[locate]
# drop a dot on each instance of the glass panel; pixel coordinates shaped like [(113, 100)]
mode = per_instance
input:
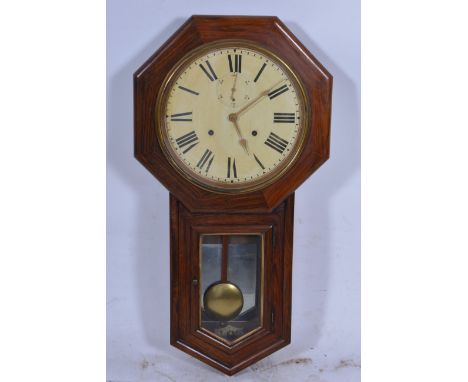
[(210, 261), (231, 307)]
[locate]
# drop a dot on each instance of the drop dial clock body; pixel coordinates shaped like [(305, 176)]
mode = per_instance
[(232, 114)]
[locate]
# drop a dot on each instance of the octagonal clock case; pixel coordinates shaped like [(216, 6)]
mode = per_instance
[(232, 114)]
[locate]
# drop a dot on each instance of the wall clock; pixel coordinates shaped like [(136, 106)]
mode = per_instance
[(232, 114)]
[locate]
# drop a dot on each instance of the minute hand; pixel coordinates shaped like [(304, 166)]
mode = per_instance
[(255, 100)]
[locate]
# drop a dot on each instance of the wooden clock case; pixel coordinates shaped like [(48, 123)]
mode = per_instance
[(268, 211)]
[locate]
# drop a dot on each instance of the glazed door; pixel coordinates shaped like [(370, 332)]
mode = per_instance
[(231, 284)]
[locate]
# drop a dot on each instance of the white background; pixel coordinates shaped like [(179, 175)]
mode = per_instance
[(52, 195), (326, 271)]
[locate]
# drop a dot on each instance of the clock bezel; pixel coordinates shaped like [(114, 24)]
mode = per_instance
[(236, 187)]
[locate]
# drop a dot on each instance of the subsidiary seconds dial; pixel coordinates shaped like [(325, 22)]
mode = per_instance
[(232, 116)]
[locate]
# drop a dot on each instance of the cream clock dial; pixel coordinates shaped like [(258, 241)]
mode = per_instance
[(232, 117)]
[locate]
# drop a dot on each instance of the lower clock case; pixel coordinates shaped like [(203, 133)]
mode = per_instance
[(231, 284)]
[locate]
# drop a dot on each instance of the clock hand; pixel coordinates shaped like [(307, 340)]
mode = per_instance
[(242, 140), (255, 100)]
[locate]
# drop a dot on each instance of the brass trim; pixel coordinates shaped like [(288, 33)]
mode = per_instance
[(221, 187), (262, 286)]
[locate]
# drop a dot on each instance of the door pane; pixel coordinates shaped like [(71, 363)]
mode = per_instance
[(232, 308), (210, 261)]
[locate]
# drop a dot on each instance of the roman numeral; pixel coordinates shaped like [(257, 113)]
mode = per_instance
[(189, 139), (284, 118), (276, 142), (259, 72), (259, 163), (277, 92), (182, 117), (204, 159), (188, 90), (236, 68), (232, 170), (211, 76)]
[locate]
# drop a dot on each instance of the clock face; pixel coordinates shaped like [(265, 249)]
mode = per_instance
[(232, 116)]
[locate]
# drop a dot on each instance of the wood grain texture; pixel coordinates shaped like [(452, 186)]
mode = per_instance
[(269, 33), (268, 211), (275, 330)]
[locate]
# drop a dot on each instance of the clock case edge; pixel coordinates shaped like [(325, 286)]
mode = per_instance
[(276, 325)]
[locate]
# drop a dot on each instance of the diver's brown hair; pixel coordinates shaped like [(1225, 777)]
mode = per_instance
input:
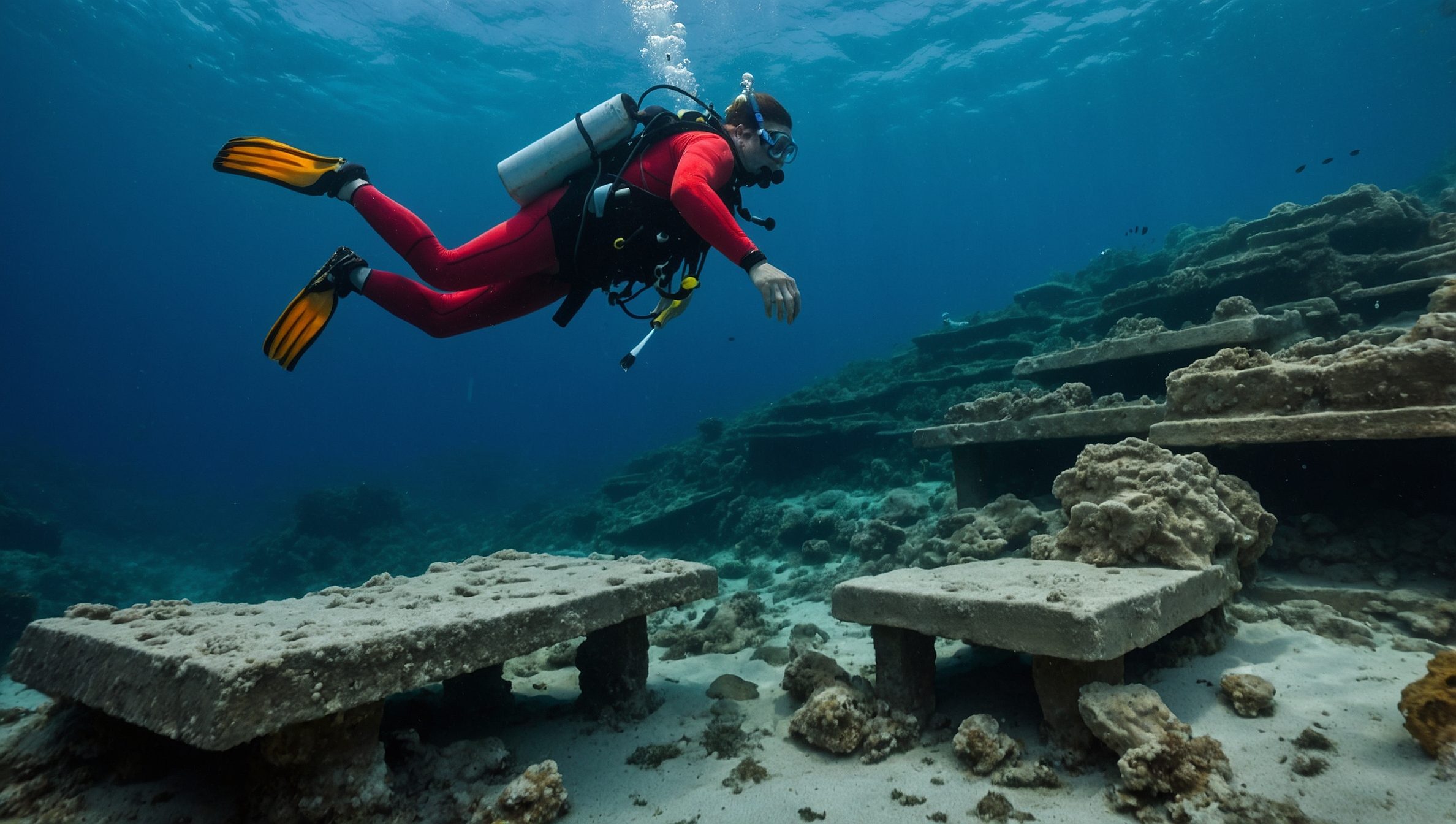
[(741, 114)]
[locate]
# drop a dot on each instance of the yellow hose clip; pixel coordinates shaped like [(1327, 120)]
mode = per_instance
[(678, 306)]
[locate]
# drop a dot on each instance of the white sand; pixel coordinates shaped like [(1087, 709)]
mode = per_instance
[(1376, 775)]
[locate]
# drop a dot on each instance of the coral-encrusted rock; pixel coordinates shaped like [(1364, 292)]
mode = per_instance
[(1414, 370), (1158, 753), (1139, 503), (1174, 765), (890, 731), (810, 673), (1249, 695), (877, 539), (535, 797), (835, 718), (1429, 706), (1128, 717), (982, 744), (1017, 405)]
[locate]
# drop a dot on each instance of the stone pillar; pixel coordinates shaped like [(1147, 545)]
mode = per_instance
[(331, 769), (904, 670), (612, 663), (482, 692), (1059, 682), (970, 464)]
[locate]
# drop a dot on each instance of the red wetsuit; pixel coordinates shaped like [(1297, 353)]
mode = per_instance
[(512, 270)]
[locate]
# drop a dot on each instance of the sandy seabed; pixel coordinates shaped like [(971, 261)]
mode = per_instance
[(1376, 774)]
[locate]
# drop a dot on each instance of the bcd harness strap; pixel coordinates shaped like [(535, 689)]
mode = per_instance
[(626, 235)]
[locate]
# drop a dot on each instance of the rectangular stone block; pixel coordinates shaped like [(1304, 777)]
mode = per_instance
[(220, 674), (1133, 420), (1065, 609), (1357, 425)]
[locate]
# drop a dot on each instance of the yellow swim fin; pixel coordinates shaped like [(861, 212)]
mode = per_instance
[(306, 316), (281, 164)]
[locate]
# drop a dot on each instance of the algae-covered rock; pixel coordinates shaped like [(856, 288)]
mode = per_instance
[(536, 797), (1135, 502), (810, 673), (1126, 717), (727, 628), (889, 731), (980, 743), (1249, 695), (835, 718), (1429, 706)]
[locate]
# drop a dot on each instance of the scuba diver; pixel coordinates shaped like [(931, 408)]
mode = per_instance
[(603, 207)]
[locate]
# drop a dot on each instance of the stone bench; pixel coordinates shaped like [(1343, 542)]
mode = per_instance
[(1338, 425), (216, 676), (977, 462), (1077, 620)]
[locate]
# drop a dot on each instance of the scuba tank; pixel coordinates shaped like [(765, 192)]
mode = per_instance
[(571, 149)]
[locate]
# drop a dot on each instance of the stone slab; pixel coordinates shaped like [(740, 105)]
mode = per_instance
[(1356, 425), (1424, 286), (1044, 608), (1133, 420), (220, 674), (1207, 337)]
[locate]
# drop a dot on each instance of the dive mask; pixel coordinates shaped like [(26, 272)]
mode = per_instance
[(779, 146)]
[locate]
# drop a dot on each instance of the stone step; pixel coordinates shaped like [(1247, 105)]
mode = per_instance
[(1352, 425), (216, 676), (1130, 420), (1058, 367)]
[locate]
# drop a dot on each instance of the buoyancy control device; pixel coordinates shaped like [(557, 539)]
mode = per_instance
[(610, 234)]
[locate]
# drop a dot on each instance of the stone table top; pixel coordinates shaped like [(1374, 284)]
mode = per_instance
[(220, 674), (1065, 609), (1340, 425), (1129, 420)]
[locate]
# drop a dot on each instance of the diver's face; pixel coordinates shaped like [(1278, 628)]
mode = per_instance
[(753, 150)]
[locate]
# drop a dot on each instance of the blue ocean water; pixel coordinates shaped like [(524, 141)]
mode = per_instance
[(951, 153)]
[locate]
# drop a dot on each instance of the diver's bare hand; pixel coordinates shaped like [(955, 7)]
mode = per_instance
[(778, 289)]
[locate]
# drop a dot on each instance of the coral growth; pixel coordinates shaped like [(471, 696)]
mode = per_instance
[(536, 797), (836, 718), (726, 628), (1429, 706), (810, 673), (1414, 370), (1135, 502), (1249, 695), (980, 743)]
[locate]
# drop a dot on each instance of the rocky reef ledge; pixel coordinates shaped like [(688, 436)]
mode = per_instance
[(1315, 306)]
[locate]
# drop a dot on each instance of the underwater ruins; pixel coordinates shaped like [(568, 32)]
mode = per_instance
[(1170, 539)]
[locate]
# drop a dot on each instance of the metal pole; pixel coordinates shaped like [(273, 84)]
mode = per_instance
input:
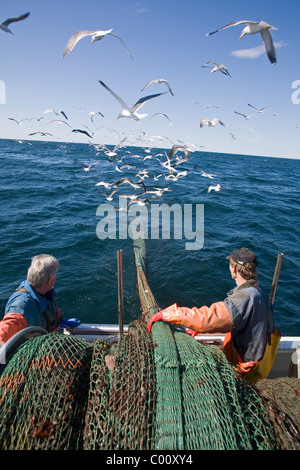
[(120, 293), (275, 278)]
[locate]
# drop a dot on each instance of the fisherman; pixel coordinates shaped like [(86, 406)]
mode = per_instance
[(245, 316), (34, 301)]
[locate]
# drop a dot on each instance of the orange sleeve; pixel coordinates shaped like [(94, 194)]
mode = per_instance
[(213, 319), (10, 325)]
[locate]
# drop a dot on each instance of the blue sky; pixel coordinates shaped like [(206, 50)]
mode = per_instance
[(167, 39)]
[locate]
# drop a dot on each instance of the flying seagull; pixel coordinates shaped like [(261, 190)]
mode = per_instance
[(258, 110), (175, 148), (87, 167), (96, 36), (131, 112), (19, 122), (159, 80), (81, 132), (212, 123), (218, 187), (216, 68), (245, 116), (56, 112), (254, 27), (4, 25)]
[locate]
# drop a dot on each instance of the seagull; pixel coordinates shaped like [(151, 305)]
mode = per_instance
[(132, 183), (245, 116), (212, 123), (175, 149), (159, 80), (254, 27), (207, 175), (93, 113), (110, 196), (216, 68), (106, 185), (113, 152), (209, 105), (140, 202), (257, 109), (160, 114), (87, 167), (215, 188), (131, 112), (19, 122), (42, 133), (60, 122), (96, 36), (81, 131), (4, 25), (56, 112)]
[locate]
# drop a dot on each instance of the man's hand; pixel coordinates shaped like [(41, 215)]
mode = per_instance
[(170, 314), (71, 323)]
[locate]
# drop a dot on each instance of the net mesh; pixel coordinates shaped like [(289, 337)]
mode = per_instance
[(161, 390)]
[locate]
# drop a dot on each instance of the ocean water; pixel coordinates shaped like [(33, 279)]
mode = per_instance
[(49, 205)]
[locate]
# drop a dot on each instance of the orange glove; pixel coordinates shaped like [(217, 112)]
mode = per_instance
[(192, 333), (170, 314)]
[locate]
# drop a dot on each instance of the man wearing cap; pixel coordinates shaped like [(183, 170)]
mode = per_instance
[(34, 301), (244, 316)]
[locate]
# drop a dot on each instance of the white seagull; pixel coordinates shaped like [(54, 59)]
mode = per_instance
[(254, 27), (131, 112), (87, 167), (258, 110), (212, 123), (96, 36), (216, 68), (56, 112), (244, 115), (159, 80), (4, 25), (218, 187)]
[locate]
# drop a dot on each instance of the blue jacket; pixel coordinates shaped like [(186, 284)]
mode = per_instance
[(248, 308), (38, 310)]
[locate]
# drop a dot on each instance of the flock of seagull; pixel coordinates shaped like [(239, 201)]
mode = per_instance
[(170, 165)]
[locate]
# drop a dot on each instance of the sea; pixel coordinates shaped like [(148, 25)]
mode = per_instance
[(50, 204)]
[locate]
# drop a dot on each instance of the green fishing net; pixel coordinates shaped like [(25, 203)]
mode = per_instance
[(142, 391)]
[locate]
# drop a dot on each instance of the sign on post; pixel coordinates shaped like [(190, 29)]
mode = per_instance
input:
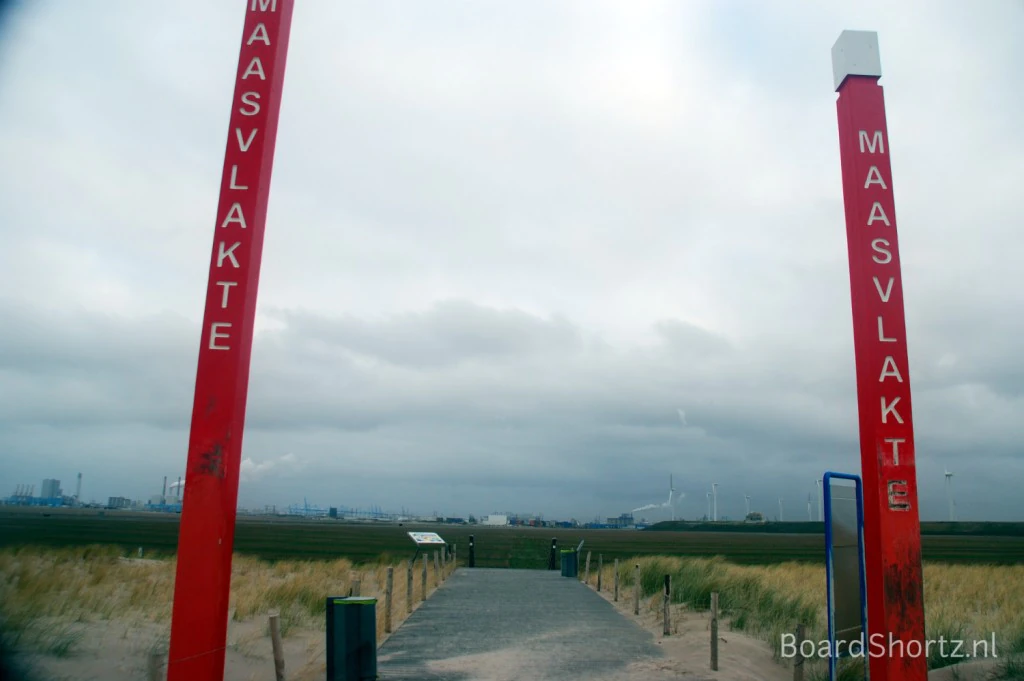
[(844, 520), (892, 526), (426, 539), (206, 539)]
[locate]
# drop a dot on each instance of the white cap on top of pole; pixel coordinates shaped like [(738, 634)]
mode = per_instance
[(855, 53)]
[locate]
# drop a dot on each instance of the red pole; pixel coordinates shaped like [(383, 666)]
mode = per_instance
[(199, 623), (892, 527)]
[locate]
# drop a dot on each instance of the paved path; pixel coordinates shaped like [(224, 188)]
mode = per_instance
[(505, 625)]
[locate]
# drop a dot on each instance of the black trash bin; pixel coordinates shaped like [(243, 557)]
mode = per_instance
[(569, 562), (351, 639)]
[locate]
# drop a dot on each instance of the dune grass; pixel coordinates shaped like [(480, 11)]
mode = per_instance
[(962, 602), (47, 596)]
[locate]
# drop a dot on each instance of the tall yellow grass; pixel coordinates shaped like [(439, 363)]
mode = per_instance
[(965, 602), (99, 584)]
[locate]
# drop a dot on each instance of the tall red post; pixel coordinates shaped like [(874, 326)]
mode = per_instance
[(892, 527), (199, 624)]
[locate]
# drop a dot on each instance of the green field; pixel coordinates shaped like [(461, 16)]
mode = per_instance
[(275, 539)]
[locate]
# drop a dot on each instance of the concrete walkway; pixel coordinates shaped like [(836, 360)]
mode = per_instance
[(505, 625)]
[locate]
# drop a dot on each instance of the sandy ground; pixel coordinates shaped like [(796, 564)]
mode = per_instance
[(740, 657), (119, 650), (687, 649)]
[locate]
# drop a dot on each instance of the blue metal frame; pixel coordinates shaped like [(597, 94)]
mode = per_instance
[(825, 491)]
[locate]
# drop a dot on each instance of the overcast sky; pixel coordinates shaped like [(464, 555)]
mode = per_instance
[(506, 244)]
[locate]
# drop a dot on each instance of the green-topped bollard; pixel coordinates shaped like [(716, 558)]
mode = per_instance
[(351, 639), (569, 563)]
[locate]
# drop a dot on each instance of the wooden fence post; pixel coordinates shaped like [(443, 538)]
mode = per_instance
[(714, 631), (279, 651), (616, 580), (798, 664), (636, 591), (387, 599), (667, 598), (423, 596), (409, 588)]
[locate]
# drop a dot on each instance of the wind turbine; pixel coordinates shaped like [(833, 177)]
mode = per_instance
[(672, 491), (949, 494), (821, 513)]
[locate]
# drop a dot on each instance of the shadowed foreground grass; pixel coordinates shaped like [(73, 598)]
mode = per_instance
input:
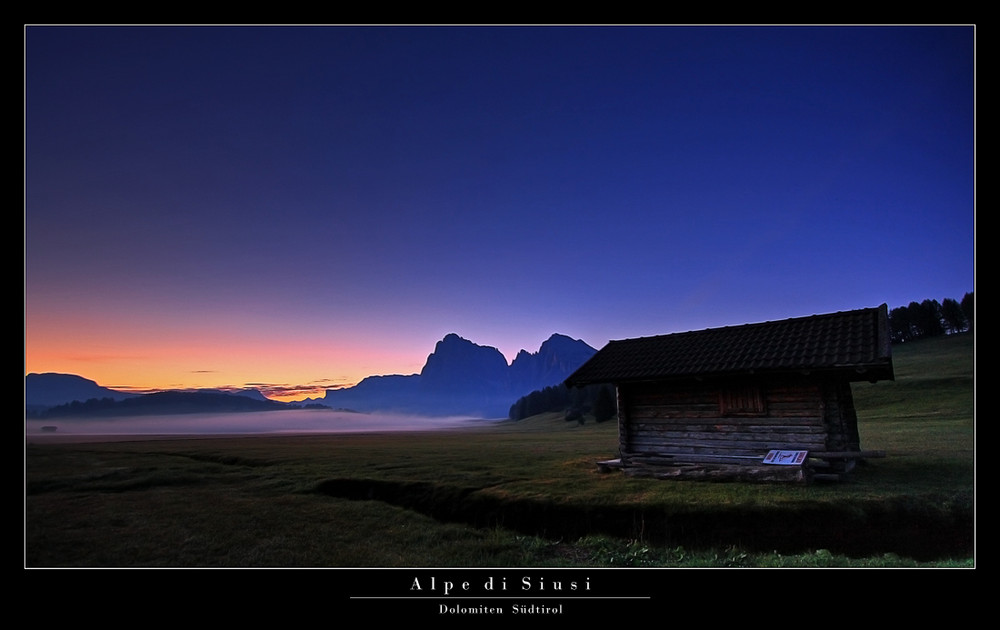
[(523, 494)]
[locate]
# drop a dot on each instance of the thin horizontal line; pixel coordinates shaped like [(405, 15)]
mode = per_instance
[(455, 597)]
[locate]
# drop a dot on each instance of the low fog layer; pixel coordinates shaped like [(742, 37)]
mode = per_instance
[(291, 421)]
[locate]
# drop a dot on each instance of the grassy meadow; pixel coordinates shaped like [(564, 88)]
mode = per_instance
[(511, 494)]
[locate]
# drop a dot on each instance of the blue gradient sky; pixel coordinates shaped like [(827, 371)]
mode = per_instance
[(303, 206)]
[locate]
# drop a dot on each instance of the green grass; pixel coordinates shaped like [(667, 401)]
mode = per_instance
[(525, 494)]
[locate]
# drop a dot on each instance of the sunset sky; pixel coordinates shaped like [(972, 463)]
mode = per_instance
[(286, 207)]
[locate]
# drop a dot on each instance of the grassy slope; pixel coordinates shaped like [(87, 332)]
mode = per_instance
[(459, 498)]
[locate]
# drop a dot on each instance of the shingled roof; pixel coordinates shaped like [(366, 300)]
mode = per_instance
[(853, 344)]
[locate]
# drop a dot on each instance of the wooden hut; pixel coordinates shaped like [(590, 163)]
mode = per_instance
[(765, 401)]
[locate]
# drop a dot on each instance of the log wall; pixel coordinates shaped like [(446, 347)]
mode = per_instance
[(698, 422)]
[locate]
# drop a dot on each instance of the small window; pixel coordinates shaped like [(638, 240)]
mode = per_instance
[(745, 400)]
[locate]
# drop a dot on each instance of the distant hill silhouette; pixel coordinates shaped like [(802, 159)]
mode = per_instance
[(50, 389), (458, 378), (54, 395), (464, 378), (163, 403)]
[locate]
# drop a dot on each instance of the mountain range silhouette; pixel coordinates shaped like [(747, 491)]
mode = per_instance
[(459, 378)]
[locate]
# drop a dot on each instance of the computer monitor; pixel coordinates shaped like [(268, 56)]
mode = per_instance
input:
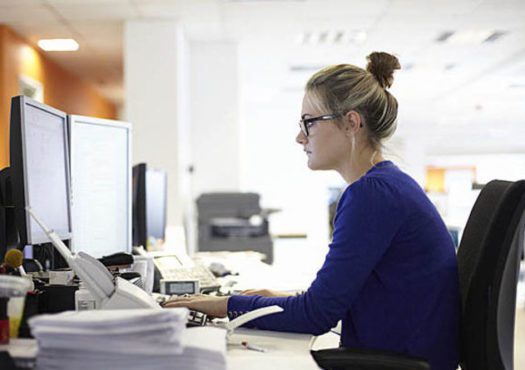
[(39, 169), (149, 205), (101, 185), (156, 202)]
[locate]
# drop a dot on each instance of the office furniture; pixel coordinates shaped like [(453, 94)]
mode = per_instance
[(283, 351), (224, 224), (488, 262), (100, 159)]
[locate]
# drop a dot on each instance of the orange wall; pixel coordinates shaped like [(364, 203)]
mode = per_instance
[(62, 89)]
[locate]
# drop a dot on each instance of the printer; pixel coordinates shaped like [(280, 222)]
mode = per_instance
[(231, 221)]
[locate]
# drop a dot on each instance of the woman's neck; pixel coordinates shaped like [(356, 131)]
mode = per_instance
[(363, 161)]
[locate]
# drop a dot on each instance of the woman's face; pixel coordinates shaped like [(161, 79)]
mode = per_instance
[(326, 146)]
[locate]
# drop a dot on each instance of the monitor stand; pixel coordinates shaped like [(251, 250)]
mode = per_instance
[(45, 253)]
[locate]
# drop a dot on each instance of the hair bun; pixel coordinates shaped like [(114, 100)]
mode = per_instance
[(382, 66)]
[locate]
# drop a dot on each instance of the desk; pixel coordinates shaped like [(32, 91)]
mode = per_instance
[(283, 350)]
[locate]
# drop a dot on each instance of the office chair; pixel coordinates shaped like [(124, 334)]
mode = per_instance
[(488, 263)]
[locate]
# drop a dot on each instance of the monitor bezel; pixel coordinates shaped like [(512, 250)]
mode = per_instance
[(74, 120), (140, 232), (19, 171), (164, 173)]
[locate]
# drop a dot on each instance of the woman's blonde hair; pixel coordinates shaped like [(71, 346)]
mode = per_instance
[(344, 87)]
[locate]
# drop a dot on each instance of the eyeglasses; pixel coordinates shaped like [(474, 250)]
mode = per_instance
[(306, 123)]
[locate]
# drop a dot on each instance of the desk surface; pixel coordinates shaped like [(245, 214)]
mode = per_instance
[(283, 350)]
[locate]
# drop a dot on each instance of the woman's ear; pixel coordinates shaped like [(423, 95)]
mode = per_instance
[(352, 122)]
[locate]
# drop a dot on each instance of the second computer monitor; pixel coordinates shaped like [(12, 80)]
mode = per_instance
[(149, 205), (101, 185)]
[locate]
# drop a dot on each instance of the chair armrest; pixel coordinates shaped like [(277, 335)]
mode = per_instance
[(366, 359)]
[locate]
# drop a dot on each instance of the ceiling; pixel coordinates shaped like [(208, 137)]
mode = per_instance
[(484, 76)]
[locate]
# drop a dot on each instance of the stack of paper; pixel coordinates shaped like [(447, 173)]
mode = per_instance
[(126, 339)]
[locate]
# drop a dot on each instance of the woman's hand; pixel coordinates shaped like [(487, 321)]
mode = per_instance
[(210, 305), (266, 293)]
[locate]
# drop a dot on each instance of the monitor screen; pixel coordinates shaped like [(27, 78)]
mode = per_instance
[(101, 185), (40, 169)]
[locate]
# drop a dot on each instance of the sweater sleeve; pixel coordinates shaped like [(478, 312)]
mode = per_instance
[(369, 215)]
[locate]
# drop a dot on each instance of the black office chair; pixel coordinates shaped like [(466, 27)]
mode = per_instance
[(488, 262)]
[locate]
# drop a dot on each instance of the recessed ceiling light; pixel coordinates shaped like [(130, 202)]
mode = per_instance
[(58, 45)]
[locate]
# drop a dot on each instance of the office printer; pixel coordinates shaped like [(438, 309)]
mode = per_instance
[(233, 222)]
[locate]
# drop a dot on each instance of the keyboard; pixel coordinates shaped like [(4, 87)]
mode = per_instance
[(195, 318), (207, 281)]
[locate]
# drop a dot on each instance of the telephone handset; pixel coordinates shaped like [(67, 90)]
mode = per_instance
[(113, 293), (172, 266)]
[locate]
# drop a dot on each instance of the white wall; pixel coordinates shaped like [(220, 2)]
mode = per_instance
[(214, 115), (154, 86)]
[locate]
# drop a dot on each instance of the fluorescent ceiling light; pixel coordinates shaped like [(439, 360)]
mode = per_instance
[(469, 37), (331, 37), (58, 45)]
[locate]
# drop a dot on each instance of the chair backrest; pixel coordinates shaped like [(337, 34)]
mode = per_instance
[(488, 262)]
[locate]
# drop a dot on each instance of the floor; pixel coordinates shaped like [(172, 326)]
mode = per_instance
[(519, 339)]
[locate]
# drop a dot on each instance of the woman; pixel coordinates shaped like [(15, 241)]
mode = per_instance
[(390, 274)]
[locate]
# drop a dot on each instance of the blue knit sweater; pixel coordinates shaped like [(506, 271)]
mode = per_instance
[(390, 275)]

SET EXERCISE — Rewrite the lines from the first one through the line containing "[(255, 100)]", inclusive, replacing "drop a dot" with "place a point" everywhere and changing nothing else. Omit the pictures from your answer.

FINAL ANSWER —
[locate]
# place a point on each instance of the glass panel; pixel coordinates shaped like [(113, 100)]
mode = per_instance
input:
[(210, 261), (231, 307)]
[locate]
# place a point on each instance of the drop dial clock body; pixel coordinates shaped like [(305, 176)]
mode = per_instance
[(232, 114)]
[locate]
# place a point on each instance of the octagonal clock case; pixel coordinates shaped like [(216, 6)]
mode = per_instance
[(232, 114)]
[locate]
# place a point on each instance of the wall clock; pixel coordinates shaped like [(136, 106)]
mode = per_instance
[(232, 114)]
[locate]
# place a point on each instance of the minute hand; pixel coordinates shaped like [(304, 166)]
mode = per_instance
[(255, 100)]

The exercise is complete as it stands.